Problem to solve: Reproduce all of the data below word for word, but omit the picture from your answer.

Materials provided:
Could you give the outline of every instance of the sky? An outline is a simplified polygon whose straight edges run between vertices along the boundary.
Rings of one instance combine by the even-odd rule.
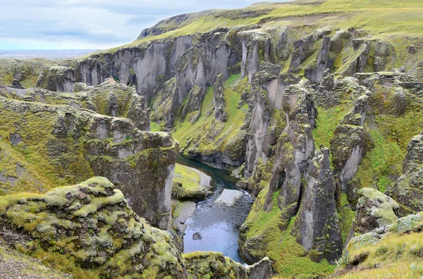
[[[0,49],[103,49],[172,15],[257,0],[0,0]]]

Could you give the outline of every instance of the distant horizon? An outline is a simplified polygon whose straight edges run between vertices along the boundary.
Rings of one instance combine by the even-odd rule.
[[[182,13],[243,8],[256,0],[73,0],[0,3],[0,50],[107,49],[134,41],[145,28]]]
[[[97,51],[99,49],[0,49],[0,59],[66,60],[78,58]]]

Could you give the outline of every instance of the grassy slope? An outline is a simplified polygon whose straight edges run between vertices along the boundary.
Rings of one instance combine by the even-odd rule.
[[[195,138],[194,142],[200,142],[198,149],[204,154],[209,154],[215,151],[223,151],[227,146],[236,141],[240,134],[240,127],[244,122],[247,110],[247,104],[244,104],[240,109],[238,108],[241,93],[247,85],[245,79],[240,80],[240,76],[233,75],[223,83],[223,94],[228,117],[226,122],[214,119],[212,88],[207,90],[198,121],[194,124],[190,123],[188,121],[190,119],[189,115],[183,122],[179,119],[176,120],[172,135],[179,141],[181,148],[185,147],[190,139]],[[207,133],[209,131],[218,132],[211,137]]]
[[[418,0],[326,0],[319,4],[319,2],[312,0],[262,3],[240,11],[211,11],[180,28],[157,36],[148,36],[104,51],[114,52],[121,47],[137,46],[148,41],[161,40],[180,35],[207,32],[218,27],[264,22],[264,28],[283,25],[302,26],[304,24],[311,23],[314,23],[315,27],[355,27],[393,42],[398,36],[418,37],[423,34],[423,6]],[[264,10],[266,11],[259,13],[259,15],[254,13],[255,11]],[[251,14],[256,16],[238,15],[243,11],[250,11]],[[162,24],[162,26],[165,25]]]
[[[290,220],[286,231],[279,228],[282,212],[278,207],[276,197],[278,192],[274,194],[272,209],[269,212],[261,209],[268,190],[269,187],[266,187],[260,192],[247,217],[245,223],[249,227],[247,236],[263,235],[267,243],[266,254],[275,261],[273,266],[280,275],[278,278],[312,278],[332,273],[335,266],[326,260],[319,264],[312,261],[308,253],[297,242],[295,237],[290,235],[295,218]]]
[[[200,175],[197,171],[184,165],[176,164],[173,182],[180,182],[187,190],[195,190],[200,187]]]

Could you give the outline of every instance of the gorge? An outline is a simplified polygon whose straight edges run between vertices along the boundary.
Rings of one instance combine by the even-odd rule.
[[[0,261],[423,276],[422,19],[416,0],[262,2],[0,59]]]

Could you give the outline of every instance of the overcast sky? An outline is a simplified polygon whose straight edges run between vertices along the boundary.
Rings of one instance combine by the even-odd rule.
[[[172,15],[257,0],[0,0],[0,49],[100,49]]]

Answer for the task:
Could you give the outline of every instance of the sky? An outline is a simplified polygon whose straight edges run between vertices along the boundary.
Rings of one instance combine by the even-odd rule.
[[[0,49],[103,49],[172,15],[257,0],[0,0]]]

Could you give the outline of every instance of the distant horizon? An outline is a simplified polygon whose straight edges run between vertices along the boundary.
Rings of one instance combine by the even-odd rule.
[[[182,13],[243,8],[256,0],[73,0],[0,3],[0,50],[107,49],[134,41],[145,28]]]
[[[97,51],[99,49],[0,49],[0,59],[66,60],[78,58]]]

Could you give the outline of every instance of the grassy slope? An outline is a simplified polygon whose straight edges run between vertices along the boundary.
Rings of one instance combine by the even-odd rule.
[[[195,138],[194,142],[200,142],[198,149],[204,154],[209,154],[215,151],[223,151],[227,146],[236,141],[240,134],[240,127],[244,122],[247,110],[247,104],[244,104],[240,109],[238,108],[241,93],[247,85],[245,79],[240,80],[240,76],[233,75],[223,83],[223,94],[228,117],[226,122],[214,119],[212,88],[207,90],[198,121],[194,124],[190,123],[188,121],[190,119],[189,115],[183,122],[179,119],[176,120],[172,135],[179,141],[181,148],[185,147],[190,139]],[[207,133],[209,131],[218,132],[211,137]]]
[[[418,0],[326,0],[319,4],[319,2],[312,0],[262,3],[240,11],[211,11],[180,28],[157,36],[148,36],[104,51],[114,52],[121,47],[137,46],[148,41],[161,40],[180,35],[207,32],[218,27],[264,22],[264,28],[283,25],[302,26],[304,24],[311,23],[314,23],[315,27],[355,27],[393,42],[398,36],[418,37],[423,34],[423,6]],[[264,10],[266,11],[259,13],[259,15],[254,13],[255,11]],[[251,14],[256,16],[238,15],[243,11],[250,11]],[[162,24],[162,26],[165,25]]]
[[[290,220],[286,231],[279,228],[282,212],[278,207],[276,197],[278,192],[274,194],[272,209],[269,212],[261,209],[268,190],[269,187],[266,187],[260,192],[247,217],[245,223],[249,227],[247,236],[263,235],[267,243],[266,254],[275,261],[273,266],[280,275],[278,278],[312,278],[332,273],[335,266],[326,260],[319,264],[312,261],[308,253],[297,242],[295,237],[290,235],[295,218]]]
[[[200,175],[197,171],[184,165],[176,164],[173,182],[180,182],[187,190],[195,190],[200,187]]]

Could you give the outline of every instance of the gorge? An outline is a simplified polygon whose straight edges run between vertices along the boundary.
Rings of one instance combine by the even-odd rule.
[[[0,261],[423,276],[422,19],[416,0],[262,2],[0,59]]]

Could you give the outline of every instance of the overcast sky? An outline is a simplified polygon whose straight edges run between vertices along the boundary.
Rings of one instance combine by the even-odd rule.
[[[172,15],[257,0],[0,0],[0,49],[100,49]]]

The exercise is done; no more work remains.